• Task goal: Count the lines below that contain the string "patio", treating case as significant, and give only the number.

Pointing records
╔══

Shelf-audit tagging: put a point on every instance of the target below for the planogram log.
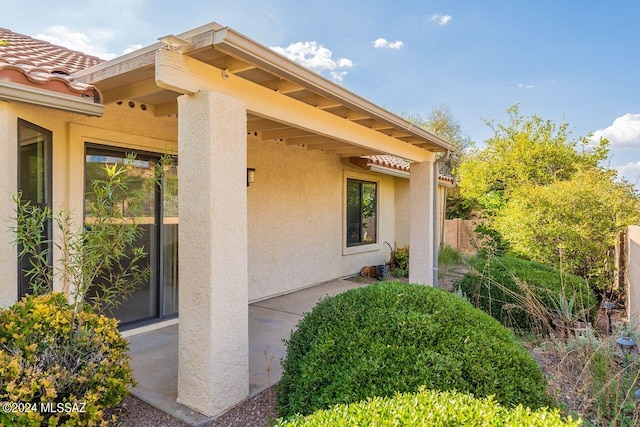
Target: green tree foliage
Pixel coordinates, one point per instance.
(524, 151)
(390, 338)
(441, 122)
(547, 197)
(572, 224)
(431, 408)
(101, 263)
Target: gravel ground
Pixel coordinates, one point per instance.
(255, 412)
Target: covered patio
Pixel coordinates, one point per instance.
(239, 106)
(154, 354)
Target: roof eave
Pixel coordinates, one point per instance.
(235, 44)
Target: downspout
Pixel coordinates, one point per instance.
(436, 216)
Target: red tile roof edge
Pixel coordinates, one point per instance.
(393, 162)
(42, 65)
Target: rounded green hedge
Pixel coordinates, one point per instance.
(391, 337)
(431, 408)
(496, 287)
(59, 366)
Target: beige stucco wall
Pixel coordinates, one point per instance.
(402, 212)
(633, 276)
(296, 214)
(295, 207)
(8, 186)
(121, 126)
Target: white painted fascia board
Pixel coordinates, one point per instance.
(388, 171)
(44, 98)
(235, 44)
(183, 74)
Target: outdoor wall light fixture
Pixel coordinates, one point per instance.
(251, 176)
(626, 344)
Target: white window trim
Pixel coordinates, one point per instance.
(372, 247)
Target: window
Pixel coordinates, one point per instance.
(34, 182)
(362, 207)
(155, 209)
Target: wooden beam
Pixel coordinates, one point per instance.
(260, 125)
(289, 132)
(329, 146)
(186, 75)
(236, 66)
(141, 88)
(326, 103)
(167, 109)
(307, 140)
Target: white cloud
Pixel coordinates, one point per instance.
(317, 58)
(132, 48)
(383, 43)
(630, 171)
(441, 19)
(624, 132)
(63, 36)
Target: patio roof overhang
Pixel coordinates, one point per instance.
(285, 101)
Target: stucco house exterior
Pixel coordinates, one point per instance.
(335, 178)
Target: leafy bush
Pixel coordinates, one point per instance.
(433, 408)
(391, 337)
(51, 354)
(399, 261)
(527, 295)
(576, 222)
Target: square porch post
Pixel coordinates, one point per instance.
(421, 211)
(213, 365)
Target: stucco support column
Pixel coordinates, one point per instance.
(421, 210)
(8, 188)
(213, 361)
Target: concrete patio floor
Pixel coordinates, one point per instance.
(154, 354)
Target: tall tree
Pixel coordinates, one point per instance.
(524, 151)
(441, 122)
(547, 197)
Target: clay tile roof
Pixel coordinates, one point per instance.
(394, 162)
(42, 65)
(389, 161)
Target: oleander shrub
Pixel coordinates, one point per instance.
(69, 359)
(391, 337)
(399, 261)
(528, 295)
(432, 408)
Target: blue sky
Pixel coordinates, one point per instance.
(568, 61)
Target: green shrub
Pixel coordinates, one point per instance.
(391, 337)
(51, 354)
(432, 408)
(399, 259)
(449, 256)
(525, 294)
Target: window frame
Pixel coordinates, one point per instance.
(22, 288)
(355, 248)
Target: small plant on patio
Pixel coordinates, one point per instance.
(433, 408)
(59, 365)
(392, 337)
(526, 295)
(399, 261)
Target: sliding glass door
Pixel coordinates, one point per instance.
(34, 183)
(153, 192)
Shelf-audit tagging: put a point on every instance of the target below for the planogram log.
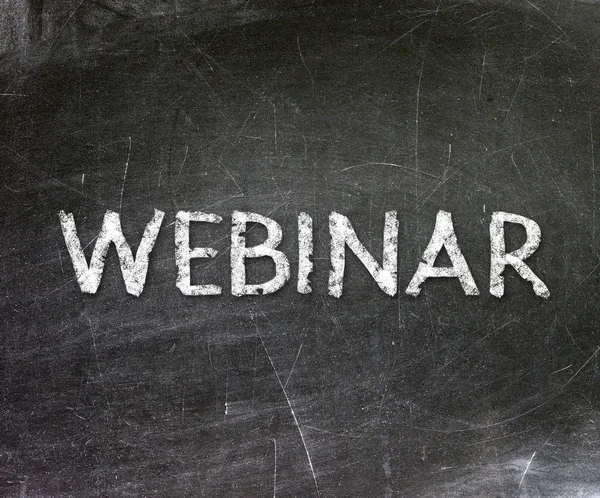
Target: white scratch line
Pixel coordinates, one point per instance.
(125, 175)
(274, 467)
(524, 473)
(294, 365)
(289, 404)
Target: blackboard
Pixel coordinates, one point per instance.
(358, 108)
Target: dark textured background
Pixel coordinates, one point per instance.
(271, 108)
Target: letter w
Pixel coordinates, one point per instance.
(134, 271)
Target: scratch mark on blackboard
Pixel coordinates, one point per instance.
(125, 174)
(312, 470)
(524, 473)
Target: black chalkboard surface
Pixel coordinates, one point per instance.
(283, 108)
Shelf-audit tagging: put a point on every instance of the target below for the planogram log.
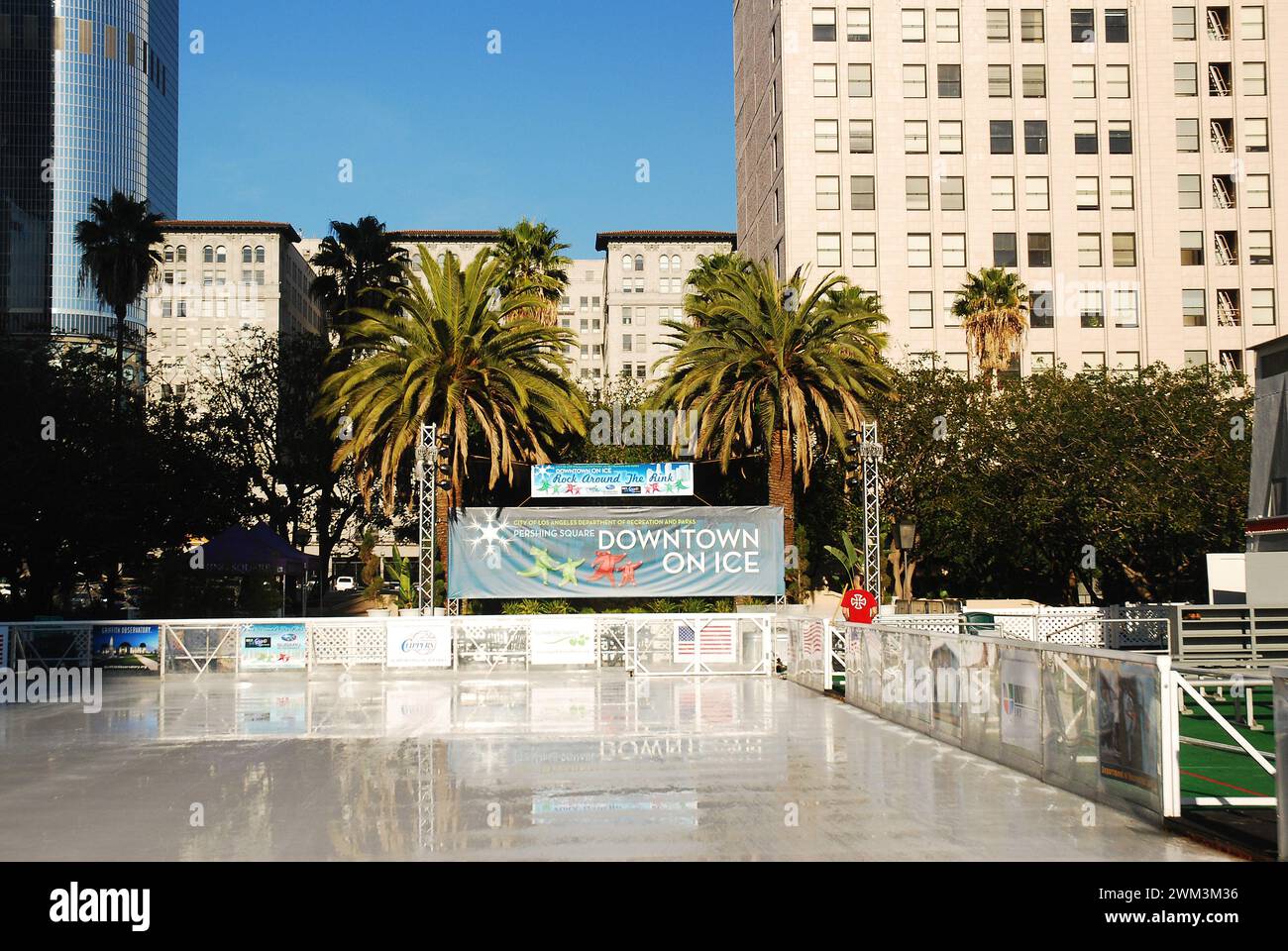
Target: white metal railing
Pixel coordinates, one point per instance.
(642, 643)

╚══
╔══

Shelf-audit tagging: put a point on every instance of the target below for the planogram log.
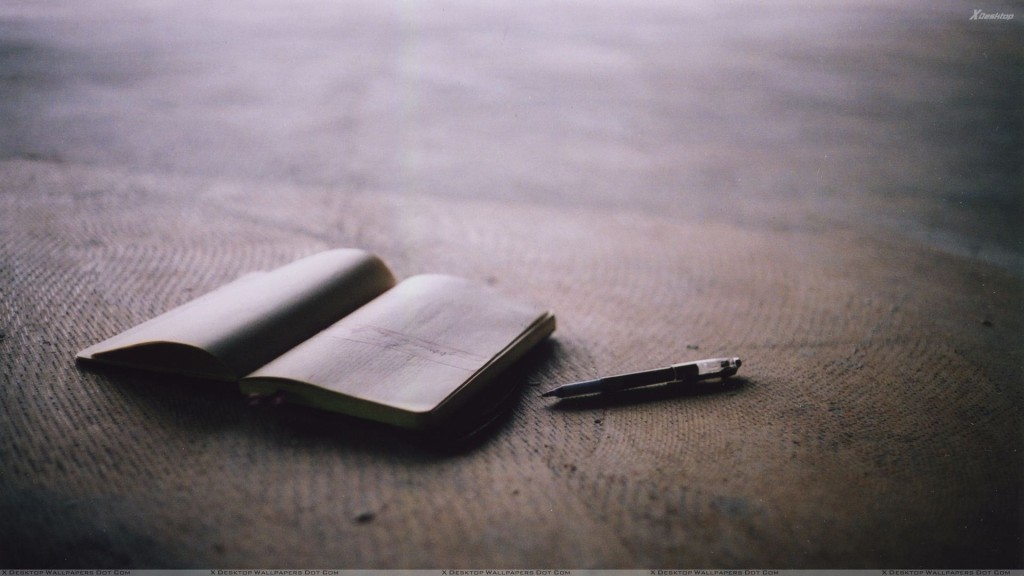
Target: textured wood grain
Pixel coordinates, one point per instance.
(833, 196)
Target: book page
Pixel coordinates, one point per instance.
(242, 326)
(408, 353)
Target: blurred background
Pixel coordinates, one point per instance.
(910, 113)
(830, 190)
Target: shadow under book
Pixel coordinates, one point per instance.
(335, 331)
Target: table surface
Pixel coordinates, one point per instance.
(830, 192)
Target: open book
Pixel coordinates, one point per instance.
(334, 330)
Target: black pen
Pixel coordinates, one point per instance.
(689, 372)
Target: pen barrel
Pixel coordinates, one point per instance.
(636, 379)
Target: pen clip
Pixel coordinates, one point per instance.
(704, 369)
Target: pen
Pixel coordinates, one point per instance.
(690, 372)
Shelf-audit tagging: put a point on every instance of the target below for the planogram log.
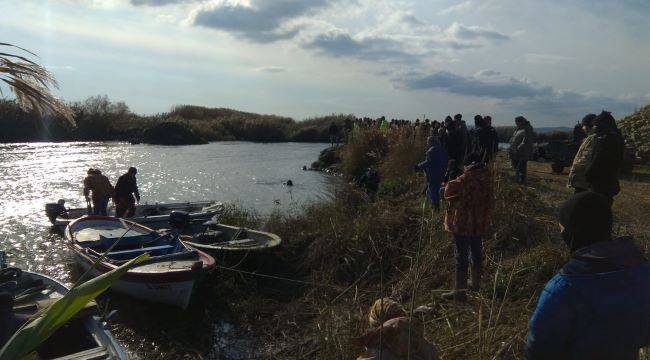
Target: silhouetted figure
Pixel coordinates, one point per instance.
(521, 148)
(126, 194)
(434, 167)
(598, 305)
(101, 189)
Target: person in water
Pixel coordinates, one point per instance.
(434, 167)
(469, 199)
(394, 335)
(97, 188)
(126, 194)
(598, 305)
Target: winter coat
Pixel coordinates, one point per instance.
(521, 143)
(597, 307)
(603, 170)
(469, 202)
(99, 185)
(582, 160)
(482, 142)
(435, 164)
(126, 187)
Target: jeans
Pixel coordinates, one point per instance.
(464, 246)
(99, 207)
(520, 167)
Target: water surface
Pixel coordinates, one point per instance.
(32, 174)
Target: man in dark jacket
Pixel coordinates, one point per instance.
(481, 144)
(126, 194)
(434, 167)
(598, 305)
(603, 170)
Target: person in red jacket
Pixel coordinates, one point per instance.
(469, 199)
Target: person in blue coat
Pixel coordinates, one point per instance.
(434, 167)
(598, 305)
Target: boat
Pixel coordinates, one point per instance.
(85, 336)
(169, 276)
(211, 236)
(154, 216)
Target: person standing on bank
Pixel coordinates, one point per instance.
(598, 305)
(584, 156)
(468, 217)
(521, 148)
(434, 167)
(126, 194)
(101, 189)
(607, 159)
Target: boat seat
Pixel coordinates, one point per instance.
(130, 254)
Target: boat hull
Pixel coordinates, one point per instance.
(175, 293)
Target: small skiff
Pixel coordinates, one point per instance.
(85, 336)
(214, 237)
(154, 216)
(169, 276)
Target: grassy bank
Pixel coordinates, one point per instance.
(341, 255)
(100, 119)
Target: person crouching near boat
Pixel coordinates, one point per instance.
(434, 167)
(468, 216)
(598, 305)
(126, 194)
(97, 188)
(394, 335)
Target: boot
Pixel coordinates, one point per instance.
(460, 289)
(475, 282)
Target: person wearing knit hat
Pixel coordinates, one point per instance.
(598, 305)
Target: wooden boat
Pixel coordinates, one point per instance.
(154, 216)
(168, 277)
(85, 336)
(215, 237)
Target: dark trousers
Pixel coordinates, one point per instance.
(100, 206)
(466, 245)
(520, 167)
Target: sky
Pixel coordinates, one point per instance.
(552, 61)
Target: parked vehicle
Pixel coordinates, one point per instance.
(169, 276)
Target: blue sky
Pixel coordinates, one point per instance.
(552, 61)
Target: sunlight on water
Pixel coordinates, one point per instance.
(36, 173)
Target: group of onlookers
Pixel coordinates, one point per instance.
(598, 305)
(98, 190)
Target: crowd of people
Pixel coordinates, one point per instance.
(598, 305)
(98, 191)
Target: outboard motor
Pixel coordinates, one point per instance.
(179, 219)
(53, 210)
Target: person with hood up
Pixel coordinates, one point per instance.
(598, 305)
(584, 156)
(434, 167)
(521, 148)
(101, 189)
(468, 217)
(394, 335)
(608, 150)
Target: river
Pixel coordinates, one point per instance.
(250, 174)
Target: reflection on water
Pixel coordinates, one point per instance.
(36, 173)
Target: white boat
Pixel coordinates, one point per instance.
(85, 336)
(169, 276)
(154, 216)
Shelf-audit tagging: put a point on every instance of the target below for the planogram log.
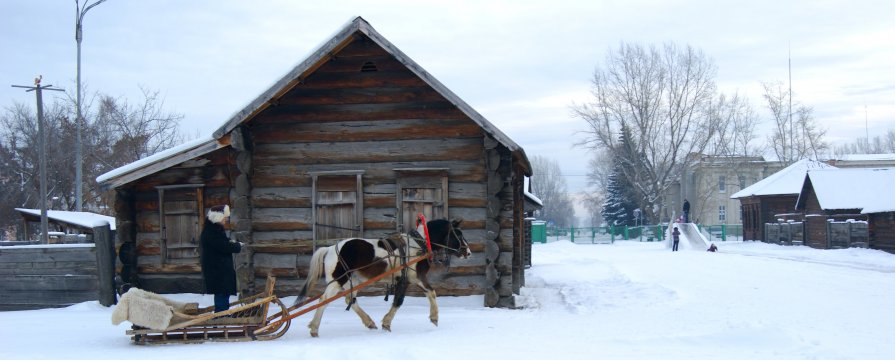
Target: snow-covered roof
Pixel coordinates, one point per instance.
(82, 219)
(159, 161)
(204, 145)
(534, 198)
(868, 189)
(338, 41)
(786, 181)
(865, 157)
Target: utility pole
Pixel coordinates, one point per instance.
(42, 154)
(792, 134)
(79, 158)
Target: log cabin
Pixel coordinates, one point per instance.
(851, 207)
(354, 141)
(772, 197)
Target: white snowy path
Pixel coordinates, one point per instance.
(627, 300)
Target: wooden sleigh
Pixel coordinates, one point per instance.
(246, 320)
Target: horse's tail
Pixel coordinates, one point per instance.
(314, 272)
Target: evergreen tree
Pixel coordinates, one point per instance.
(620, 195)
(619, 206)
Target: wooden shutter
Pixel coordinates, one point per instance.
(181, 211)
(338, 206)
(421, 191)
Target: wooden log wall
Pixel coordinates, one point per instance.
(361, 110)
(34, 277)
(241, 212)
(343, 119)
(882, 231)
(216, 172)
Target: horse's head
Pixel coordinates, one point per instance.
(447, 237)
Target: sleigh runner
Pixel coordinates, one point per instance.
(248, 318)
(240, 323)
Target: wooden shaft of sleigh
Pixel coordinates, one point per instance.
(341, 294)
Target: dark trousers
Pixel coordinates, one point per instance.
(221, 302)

╚══
╔══

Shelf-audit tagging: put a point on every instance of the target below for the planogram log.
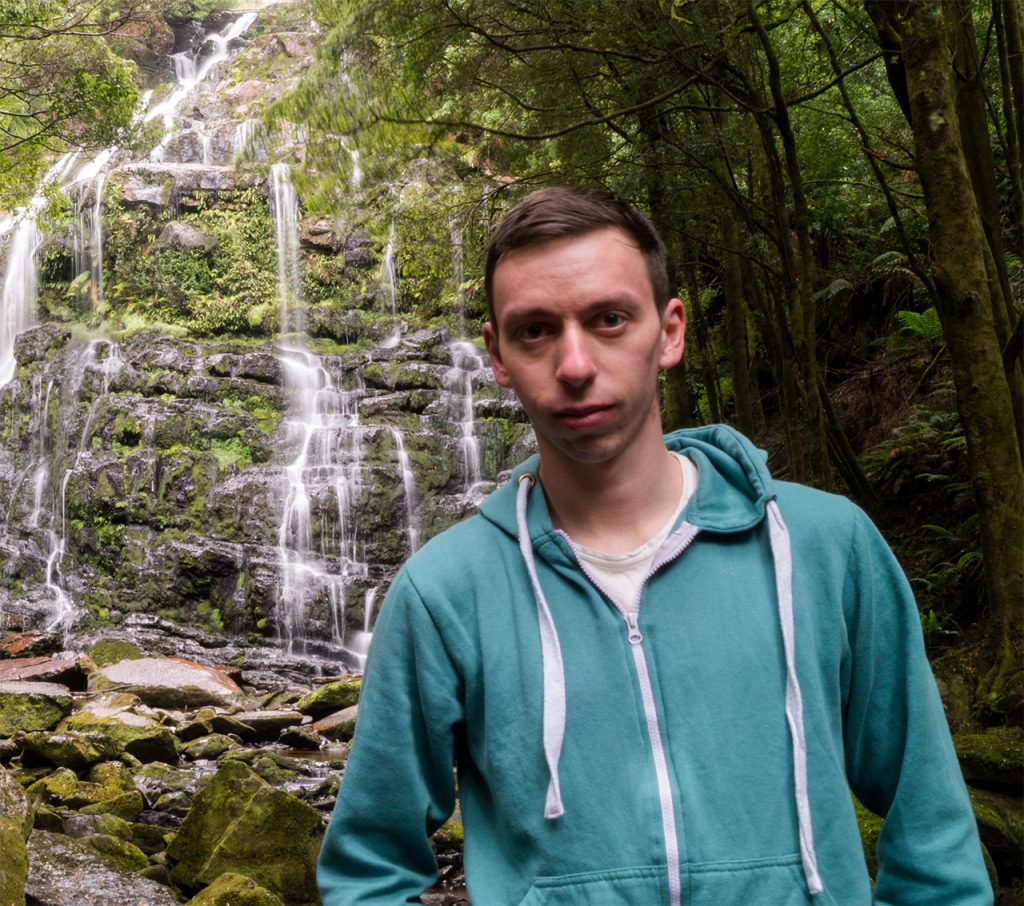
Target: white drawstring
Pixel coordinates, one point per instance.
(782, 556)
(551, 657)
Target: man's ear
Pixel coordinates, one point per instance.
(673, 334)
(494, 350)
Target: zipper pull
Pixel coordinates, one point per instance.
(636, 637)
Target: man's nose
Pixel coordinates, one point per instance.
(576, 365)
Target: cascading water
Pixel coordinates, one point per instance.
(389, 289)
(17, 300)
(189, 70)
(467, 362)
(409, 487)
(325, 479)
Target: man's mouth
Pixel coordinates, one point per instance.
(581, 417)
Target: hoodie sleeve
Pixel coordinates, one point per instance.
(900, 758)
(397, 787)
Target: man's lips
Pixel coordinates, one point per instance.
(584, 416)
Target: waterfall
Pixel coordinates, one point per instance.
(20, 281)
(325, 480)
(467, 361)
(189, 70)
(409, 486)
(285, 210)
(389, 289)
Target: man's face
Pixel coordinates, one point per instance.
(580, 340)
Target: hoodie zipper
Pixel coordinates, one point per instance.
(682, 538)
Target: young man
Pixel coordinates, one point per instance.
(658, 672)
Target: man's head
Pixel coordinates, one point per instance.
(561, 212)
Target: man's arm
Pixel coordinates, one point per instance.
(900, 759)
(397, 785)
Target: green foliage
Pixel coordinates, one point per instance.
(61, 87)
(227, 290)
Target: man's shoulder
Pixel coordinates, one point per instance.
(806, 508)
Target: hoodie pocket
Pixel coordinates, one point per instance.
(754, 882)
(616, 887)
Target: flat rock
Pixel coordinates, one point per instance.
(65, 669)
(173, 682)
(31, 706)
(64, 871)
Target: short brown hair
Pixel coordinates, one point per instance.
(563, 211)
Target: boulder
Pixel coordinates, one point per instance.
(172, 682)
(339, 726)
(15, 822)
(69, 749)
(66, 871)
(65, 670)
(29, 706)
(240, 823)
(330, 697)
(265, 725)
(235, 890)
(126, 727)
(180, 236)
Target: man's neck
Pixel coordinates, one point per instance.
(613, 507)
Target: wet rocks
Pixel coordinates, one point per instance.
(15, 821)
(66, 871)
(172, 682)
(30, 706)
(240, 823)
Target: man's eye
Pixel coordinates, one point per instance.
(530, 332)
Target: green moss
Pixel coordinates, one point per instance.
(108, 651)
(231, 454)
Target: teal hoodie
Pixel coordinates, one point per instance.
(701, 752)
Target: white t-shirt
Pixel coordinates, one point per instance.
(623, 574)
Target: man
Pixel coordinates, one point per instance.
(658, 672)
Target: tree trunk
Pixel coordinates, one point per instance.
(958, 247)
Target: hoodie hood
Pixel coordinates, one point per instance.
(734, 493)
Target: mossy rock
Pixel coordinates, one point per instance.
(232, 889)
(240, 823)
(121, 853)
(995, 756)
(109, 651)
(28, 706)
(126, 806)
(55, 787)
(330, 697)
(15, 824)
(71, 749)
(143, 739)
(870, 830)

╚══

• Expected output: 4